### Task brief
From the entries, return every line where the string "snow" shows up.

### Records provided
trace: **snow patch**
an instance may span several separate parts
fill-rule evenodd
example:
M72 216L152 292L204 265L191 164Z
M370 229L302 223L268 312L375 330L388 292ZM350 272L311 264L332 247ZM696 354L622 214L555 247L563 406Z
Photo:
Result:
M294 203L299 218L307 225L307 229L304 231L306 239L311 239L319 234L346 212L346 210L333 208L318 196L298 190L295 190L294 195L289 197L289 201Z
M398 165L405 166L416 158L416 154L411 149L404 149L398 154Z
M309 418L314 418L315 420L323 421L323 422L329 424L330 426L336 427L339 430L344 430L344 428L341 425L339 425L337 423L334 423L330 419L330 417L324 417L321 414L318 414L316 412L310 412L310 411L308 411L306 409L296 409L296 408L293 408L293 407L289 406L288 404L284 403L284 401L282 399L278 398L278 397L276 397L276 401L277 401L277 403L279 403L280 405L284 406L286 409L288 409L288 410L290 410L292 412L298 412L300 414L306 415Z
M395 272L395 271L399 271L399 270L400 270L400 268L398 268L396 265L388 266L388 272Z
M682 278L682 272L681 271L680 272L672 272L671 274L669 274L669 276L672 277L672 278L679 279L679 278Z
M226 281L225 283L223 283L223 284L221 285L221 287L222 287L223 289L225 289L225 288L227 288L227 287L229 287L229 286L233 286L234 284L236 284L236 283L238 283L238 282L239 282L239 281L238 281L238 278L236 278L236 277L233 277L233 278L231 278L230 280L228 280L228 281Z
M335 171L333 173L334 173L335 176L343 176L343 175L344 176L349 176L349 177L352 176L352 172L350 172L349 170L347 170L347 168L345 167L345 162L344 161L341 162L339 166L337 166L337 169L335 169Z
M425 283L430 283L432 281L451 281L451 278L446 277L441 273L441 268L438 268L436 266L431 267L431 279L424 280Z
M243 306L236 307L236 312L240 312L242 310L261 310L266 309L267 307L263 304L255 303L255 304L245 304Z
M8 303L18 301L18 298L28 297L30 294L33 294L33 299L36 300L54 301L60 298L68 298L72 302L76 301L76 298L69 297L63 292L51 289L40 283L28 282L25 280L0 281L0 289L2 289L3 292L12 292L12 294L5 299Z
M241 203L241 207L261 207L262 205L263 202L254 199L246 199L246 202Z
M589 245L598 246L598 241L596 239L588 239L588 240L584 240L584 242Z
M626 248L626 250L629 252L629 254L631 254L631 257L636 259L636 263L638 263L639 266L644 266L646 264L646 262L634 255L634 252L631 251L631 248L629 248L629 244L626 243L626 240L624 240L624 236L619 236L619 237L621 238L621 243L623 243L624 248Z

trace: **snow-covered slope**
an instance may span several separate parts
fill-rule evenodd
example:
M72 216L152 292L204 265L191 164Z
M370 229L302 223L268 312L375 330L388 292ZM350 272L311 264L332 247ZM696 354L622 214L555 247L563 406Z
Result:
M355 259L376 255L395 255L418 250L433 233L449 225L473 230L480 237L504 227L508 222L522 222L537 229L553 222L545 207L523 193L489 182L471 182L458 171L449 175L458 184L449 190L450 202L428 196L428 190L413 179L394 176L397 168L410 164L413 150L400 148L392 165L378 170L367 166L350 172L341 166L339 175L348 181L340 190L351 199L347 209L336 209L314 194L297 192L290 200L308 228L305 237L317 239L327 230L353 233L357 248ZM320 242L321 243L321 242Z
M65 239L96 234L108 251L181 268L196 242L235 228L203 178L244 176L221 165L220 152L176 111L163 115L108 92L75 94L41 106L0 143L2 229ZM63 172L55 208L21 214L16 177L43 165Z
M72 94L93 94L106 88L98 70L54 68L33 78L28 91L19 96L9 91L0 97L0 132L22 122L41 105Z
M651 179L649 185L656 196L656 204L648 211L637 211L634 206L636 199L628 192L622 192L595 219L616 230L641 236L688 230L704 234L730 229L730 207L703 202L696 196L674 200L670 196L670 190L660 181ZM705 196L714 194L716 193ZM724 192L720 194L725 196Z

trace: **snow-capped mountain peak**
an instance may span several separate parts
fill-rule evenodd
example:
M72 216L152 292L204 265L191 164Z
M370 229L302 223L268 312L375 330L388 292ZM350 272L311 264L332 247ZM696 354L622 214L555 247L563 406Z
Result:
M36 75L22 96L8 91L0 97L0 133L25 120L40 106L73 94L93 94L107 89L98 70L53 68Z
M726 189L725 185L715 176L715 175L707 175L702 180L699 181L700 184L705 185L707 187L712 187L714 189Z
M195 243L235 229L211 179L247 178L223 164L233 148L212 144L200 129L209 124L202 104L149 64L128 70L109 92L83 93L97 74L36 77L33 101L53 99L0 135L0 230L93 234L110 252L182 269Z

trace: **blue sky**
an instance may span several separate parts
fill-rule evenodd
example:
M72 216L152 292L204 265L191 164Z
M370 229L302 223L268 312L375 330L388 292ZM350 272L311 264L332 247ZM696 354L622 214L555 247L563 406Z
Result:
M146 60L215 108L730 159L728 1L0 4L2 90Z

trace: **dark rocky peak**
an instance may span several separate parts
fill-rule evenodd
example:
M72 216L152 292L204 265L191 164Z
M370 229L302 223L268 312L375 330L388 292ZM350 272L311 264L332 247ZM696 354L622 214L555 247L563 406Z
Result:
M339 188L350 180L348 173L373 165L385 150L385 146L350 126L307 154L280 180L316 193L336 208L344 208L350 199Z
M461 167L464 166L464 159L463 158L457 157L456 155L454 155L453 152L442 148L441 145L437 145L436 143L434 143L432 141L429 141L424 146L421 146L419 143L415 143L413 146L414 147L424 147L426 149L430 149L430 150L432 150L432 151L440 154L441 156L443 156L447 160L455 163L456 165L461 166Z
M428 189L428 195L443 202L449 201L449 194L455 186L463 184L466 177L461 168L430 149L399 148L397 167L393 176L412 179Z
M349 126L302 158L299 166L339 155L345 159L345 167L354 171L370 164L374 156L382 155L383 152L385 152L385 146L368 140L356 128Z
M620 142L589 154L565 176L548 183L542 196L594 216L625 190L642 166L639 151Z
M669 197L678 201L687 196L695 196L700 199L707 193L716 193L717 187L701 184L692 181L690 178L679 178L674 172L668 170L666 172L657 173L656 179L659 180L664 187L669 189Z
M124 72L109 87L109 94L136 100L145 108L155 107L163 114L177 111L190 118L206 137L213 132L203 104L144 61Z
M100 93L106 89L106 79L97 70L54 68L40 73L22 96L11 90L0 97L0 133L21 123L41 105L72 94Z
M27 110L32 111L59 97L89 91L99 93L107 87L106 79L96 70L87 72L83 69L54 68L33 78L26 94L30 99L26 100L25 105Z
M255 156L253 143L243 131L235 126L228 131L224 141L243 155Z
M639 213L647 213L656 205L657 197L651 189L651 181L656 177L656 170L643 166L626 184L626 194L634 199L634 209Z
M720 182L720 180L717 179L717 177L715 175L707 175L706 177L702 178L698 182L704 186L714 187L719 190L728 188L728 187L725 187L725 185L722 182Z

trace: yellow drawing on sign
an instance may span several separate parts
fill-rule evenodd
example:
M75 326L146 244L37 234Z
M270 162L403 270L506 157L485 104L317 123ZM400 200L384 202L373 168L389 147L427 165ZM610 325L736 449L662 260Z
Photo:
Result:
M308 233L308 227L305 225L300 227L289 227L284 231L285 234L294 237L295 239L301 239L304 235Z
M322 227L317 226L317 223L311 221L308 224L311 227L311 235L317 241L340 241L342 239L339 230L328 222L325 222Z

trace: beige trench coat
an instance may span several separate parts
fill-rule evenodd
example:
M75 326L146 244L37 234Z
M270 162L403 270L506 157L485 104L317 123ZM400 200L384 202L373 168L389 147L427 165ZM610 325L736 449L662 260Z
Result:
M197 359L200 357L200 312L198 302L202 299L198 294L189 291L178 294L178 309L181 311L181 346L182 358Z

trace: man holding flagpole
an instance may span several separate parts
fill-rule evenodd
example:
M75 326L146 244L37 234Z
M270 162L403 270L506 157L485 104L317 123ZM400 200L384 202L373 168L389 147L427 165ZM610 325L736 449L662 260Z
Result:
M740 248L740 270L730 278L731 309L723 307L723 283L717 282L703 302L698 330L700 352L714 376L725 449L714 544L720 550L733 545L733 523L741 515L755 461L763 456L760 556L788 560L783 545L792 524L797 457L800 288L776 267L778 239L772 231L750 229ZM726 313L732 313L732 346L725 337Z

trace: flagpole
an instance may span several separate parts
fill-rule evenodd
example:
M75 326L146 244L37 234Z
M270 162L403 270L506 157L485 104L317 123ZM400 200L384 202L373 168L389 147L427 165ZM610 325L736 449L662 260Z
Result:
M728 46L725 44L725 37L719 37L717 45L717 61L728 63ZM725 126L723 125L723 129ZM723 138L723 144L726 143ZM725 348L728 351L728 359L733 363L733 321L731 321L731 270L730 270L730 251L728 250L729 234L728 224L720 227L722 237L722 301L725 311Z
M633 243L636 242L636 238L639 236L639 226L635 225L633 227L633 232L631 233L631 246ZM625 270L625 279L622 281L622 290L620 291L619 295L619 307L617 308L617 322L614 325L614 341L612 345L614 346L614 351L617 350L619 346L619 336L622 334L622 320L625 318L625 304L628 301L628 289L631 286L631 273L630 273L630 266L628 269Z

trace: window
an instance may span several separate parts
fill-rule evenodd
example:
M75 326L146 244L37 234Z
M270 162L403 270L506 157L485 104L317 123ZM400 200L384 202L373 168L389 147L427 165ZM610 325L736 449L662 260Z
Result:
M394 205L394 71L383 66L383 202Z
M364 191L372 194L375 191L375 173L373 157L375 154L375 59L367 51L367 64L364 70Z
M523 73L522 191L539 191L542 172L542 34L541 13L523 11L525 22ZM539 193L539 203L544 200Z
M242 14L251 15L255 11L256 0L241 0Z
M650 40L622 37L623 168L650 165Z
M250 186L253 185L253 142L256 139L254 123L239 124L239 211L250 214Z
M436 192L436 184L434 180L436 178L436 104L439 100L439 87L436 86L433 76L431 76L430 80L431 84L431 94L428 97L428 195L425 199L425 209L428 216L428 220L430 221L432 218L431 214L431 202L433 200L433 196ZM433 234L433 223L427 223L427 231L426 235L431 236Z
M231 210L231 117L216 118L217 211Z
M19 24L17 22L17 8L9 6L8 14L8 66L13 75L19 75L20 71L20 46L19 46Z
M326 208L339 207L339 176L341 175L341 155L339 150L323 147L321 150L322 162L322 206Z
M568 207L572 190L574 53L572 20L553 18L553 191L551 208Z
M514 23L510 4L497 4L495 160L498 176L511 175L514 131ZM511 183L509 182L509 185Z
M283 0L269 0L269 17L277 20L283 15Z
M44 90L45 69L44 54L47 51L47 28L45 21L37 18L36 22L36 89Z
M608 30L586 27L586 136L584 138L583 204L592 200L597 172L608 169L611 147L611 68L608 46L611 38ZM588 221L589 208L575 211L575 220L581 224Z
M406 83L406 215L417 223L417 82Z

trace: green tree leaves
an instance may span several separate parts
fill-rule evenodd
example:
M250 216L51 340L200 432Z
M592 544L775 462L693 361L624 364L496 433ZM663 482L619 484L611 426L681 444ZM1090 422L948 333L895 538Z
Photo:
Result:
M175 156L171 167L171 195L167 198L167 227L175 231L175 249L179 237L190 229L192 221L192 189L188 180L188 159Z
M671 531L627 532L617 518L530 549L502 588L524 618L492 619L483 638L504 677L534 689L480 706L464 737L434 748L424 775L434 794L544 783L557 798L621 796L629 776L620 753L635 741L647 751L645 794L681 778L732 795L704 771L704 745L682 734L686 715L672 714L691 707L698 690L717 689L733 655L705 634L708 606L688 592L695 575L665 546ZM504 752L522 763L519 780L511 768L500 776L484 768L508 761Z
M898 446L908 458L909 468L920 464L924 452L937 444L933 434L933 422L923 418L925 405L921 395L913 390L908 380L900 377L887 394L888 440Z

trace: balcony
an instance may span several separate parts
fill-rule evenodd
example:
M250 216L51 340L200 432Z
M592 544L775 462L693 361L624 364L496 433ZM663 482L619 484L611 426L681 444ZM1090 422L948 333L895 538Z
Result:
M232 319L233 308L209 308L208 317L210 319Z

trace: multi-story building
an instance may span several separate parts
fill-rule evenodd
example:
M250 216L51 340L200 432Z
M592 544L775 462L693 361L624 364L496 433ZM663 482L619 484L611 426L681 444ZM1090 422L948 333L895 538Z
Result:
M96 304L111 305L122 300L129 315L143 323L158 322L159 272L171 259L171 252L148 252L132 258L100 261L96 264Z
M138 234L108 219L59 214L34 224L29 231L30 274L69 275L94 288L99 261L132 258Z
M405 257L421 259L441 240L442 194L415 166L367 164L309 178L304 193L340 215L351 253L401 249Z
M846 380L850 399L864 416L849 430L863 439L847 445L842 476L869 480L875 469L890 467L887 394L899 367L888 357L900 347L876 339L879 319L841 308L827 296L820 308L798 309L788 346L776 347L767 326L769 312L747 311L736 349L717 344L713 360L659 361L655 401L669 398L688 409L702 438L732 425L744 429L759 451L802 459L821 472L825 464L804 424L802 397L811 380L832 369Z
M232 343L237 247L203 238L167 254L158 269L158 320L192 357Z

### Output
trace: **snow patch**
trace: **snow-covered slope**
trace: **snow-capped mountain peak**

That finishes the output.